Transcribe verbatim every line from the line containing "logo on fuselage." to the end of the entries, including both endpoints. Output nothing beyond those lines.

> Extracted information:
>> begin

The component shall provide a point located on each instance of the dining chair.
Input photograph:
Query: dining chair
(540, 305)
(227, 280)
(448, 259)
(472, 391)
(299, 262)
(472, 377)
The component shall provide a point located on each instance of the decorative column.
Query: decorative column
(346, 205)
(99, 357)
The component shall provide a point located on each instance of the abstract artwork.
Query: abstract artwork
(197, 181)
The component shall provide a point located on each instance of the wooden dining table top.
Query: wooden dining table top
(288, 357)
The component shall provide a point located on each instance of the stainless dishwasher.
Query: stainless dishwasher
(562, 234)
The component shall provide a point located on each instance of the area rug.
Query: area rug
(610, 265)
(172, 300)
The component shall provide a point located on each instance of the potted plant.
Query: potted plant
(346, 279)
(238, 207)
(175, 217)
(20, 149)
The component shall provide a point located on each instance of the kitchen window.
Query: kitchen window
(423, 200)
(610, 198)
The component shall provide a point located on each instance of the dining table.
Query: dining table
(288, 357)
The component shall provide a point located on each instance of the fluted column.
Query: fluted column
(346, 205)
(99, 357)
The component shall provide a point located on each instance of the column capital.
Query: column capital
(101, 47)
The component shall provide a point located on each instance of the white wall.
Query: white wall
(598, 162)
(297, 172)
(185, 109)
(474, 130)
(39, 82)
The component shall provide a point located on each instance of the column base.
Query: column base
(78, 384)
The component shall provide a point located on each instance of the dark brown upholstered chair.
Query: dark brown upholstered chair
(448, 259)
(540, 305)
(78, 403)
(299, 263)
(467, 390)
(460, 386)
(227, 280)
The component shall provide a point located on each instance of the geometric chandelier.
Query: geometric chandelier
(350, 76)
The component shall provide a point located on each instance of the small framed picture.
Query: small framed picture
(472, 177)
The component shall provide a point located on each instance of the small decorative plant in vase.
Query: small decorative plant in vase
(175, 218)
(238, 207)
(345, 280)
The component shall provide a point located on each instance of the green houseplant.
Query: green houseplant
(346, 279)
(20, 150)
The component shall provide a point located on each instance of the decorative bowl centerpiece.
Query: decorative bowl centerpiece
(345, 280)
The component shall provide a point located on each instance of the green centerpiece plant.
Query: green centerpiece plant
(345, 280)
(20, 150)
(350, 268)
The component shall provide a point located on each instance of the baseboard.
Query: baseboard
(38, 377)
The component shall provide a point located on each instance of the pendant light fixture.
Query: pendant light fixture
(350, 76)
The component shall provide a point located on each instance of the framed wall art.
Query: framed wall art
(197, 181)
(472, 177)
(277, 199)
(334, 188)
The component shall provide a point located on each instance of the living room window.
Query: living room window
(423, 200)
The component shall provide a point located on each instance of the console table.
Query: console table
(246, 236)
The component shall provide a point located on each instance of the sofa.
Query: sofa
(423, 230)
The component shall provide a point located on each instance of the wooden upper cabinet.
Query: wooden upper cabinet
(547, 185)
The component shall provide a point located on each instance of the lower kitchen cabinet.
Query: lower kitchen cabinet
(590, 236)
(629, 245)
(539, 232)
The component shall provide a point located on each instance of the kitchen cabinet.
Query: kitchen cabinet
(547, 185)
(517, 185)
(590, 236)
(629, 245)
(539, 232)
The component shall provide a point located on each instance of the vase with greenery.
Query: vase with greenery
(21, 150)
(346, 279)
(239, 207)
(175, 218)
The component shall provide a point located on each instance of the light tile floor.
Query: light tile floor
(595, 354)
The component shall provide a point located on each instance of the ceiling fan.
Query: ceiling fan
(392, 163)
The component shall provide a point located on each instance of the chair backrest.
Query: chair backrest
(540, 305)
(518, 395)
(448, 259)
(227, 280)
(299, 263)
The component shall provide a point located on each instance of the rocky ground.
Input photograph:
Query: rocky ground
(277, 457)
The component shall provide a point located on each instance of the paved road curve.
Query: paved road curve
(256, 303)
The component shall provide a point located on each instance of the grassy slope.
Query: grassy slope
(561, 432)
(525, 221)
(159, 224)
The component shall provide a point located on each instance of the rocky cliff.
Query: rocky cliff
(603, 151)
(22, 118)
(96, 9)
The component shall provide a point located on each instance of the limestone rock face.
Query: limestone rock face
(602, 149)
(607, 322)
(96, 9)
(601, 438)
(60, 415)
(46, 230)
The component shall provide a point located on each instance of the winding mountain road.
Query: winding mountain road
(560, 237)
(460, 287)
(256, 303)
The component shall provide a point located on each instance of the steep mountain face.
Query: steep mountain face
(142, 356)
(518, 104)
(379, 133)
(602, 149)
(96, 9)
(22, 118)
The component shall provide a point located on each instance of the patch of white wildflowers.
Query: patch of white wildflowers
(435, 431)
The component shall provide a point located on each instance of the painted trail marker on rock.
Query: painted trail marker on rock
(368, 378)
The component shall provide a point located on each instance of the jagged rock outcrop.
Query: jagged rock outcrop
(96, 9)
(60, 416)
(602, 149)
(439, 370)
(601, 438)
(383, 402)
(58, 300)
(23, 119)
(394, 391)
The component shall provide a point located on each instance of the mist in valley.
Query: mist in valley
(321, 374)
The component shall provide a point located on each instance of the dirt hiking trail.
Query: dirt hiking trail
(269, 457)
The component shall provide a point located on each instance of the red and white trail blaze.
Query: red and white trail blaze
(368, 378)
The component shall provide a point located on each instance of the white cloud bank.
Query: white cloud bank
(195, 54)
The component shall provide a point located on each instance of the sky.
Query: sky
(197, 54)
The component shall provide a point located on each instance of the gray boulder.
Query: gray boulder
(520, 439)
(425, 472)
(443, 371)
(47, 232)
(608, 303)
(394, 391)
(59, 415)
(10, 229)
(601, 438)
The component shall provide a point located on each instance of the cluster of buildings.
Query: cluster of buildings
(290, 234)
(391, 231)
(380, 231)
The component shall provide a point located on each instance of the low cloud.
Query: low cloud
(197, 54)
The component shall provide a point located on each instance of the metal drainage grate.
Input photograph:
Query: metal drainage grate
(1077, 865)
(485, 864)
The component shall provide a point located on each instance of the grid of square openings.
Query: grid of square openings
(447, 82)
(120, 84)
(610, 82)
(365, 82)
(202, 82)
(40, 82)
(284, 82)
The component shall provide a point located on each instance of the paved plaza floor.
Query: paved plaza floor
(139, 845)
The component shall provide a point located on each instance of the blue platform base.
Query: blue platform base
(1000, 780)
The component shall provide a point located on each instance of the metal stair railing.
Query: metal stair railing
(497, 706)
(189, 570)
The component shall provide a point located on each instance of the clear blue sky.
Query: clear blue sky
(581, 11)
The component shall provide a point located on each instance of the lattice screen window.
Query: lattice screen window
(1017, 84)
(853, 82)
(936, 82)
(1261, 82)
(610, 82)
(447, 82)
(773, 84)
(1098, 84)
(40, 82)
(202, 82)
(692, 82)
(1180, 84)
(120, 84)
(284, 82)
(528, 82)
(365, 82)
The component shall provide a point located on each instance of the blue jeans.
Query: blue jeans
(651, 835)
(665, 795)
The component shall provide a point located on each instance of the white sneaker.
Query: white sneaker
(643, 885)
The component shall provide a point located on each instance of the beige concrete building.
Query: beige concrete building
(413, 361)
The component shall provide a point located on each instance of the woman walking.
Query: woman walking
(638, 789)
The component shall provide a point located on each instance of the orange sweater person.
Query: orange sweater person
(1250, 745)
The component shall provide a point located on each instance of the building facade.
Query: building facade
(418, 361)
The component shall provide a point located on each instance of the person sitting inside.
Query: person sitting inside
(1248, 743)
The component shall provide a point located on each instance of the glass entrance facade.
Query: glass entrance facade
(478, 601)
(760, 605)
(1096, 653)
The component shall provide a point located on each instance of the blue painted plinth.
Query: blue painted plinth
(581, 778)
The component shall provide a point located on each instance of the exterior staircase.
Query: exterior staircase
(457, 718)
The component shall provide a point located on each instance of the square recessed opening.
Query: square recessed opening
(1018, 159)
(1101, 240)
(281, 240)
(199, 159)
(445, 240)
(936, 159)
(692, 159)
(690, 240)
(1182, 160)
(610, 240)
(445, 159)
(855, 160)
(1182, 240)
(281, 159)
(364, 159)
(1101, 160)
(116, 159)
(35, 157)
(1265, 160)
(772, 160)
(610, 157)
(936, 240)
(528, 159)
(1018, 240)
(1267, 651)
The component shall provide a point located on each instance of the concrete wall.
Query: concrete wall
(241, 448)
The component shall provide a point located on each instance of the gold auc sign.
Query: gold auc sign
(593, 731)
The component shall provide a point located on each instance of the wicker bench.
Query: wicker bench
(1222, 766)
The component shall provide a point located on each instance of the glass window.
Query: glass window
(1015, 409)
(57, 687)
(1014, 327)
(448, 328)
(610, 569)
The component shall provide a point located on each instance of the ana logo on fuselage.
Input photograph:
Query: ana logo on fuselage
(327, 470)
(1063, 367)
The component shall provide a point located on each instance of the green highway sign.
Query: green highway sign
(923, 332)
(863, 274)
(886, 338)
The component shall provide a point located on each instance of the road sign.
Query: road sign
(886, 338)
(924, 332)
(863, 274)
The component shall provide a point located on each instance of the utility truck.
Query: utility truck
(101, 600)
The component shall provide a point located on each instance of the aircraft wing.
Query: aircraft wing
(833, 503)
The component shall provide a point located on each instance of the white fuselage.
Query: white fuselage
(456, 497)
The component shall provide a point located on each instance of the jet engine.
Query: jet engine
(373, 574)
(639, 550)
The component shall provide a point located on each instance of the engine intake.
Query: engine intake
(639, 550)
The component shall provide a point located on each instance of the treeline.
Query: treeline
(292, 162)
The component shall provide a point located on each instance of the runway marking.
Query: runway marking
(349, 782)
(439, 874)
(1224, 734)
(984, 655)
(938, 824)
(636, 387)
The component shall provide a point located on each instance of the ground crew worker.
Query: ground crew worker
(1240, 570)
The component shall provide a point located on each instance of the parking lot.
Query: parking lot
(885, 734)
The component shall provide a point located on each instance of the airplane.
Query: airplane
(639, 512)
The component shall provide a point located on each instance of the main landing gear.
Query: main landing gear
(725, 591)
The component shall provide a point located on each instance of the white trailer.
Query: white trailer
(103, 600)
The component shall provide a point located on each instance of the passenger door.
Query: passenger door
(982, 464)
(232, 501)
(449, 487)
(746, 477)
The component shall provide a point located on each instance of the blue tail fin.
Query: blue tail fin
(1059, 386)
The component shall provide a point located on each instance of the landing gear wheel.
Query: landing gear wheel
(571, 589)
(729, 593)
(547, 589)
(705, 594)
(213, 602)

>> end

> Result for this task:
The component shall provide a point located on each instance of the ana logo on fuselage.
Input photograph:
Query: ana logo on fuselage
(327, 470)
(1063, 367)
The component shall provide a point located on each instance of the green highway sign.
Query: green highway sign
(923, 332)
(863, 274)
(886, 338)
The component shall provide a point located on each instance of the road sign.
Query: road sign
(886, 338)
(924, 332)
(863, 274)
The component shall provide a point located on each instance of the utility truck.
Query: utility truck
(101, 600)
The component shall provide a point located on each instance of the aircraft wing.
Query: aircraft wing
(833, 503)
The component shall provide a point located on each instance of the white fuselage.
Query: white fuselage
(456, 497)
The component shall provide a point located on each instance of the jet engine.
Query: jet engine
(373, 574)
(639, 550)
The component shall provide a point located on each instance of the engine intake.
Query: engine intake
(639, 550)
The component shall provide a point located on each instance of the treeline.
Query: treeline
(292, 162)
The component shall provide a point located on each instance of the runway marking.
Query: runway marking
(349, 782)
(439, 874)
(1224, 734)
(984, 655)
(938, 824)
(636, 387)
The component shall provide a point located on each instance of the ground crew worker.
Query: ground crew worker
(1240, 570)
The component shall provide a point located on each instance of the parking lot.
Query: parking lot
(885, 734)
The component shall provide a point located on each instance of the airplane.
Query: airplane
(639, 512)
The component shall provide a point located on each instance of the main landing gear.
Query: main landing gear
(725, 591)
The component shall provide a point located on each instance of the white trailer.
Query: white trailer
(103, 600)
The component shall provide a point located on each instance of the passenger door.
Query: passenger door
(982, 464)
(232, 501)
(449, 487)
(746, 477)
The component shall provide a point located on each instance of the blue tail fin.
Query: blue tail fin
(1059, 386)
The component shall provide a point located on each instance of the landing gear wheel.
Query: landing gear wheel
(571, 589)
(729, 593)
(547, 589)
(705, 594)
(213, 602)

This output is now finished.